## What is being asked
Each line must appear in the answer exactly as it does in the data.

## Data records
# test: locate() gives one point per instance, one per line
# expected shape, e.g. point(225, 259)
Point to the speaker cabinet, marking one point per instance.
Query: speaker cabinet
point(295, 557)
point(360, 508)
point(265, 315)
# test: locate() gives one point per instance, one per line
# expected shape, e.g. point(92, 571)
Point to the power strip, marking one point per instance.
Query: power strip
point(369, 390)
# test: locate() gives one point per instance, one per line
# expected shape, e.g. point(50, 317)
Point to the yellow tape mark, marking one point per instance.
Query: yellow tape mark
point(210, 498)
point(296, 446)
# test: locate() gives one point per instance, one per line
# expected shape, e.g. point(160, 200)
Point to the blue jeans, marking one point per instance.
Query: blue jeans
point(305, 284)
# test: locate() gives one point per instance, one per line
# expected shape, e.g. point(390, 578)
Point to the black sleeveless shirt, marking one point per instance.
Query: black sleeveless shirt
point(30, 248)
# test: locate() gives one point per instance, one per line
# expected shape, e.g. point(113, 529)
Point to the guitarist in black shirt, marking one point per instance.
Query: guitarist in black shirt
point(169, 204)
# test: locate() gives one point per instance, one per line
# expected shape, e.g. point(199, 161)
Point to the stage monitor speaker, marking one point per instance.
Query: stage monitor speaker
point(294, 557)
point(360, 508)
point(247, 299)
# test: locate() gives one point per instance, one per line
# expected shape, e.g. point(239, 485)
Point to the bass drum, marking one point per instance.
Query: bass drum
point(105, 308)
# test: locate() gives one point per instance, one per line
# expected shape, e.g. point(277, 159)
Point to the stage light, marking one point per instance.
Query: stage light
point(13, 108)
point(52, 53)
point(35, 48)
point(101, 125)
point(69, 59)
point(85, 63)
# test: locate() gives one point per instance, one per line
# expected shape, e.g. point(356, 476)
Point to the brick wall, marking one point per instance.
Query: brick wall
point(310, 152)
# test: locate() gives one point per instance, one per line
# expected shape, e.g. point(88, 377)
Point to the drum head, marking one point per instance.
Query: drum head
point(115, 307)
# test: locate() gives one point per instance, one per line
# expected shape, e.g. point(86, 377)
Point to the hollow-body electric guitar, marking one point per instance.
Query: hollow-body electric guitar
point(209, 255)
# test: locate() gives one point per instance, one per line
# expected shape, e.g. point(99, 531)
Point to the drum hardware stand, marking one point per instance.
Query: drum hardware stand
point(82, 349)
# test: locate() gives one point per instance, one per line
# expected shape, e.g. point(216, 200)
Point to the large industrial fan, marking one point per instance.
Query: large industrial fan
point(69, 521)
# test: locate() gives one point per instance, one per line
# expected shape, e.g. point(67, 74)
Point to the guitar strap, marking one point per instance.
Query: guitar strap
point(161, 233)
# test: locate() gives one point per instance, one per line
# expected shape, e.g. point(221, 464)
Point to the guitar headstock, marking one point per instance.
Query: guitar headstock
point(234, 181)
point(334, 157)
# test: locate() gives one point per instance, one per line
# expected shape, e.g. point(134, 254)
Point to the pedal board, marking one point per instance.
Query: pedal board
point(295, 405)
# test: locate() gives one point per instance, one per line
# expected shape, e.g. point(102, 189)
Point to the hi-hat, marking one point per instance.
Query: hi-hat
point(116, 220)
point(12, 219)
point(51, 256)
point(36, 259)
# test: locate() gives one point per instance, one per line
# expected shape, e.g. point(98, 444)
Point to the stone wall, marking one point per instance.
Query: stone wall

## Result
# test: locate() gives one point per instance, one per line
# expected shape, e.g. point(225, 259)
Point to the speaker cabinet, marking one point per instance.
Query: speaker cabinet
point(295, 557)
point(360, 508)
point(265, 315)
# test: locate() gives one point per instance, one per line
# expected shape, e.g. point(92, 571)
Point to the power strip, marking one point per instance.
Query: power strip
point(369, 390)
# test: locate() gives one point per instance, one per line
# expected shape, e.g. point(50, 317)
Point to the yellow tape mark, marking one point per instance.
Query: yellow tape mark
point(210, 498)
point(296, 446)
# test: locate() gives one point per instance, one per line
# expected shape, e.g. point(160, 200)
Point to the blue jeans, marking one point per instance.
Query: blue jeans
point(305, 284)
# test: locate() gives one point per instance, one per line
# expected shape, e.g. point(390, 578)
Point to the black sleeveless shirt, marking one point per instance.
Query: black sleeveless shirt
point(30, 248)
# test: locate() gives one point per instance, one per line
# expected shape, e.g. point(113, 529)
Point to the guitarist in black shirt, marking one point per instance.
Query: guitarist in black shirt
point(169, 204)
# test: locate() gives one point per instance, one per line
# expected shape, e.g. point(199, 161)
Point to the stage monitor speaker, marking one point per instance.
Query: stage monitor speaker
point(294, 557)
point(360, 508)
point(247, 299)
# test: locate() gives one point per instance, one per line
# expected shape, e.g. point(239, 485)
Point to the bass drum, marking one point per instance.
Query: bass drum
point(105, 308)
# test: locate() gives one point per instance, one per line
# expected shape, e.g. point(277, 159)
Point to the stage light, marking one point per instance.
Query: stage light
point(13, 108)
point(52, 53)
point(35, 48)
point(101, 125)
point(69, 59)
point(85, 63)
# test: locate() gives one point per instance, one per line
# expected shape, e.g. point(356, 476)
Point to the brick wall, marking one point per instance.
Query: brick wall
point(310, 152)
# test: locate() gives one point per instance, one per line
# expected shape, e.g. point(88, 377)
Point to the drum head, marking one point per instance.
Query: drum head
point(115, 307)
# test: locate() gives one point per instance, one per line
# expected shape, e.g. point(86, 377)
Point to the hollow-body electric guitar, marking one point per instance.
Query: hollow-body electric guitar
point(209, 255)
# test: locate() gives one point per instance, one per line
# expected shape, e.g. point(99, 531)
Point to the drum hardware stand, marking one point per instance.
Query: drum hardware stand
point(82, 349)
# test: locate() gives one point per instance, one per line
# expected shape, e.g. point(216, 200)
Point to the large industrial fan, marking one point per instance.
Query: large industrial fan
point(69, 521)
# test: locate() gives one point per instance, one per line
# expected shape, e.g. point(67, 74)
Point to the guitar strap, marking one point per instance.
Query: guitar strap
point(161, 233)
# test: locate() gives one point per instance, one per line
# expected shape, e.g. point(221, 464)
Point to the guitar headstock, marking one point per instance.
Query: guitar headstock
point(234, 181)
point(334, 157)
# test: locate() gives one point per instance, one per line
# expected shape, e.g. point(134, 254)
Point to the pedal board, marking one point per instance.
Query: pedal board
point(295, 405)
# test: locate() gives one point per instance, one per line
# expected shape, e.g. point(102, 189)
Point to the hi-hat, marking one point per instance.
Query: hi-hat
point(116, 220)
point(12, 219)
point(51, 256)
point(36, 259)
# test: locate() gives one point per instance, one per line
# expected shape, e.g. point(98, 444)
Point to the stone wall, marking one point per instance.
Query: stone wall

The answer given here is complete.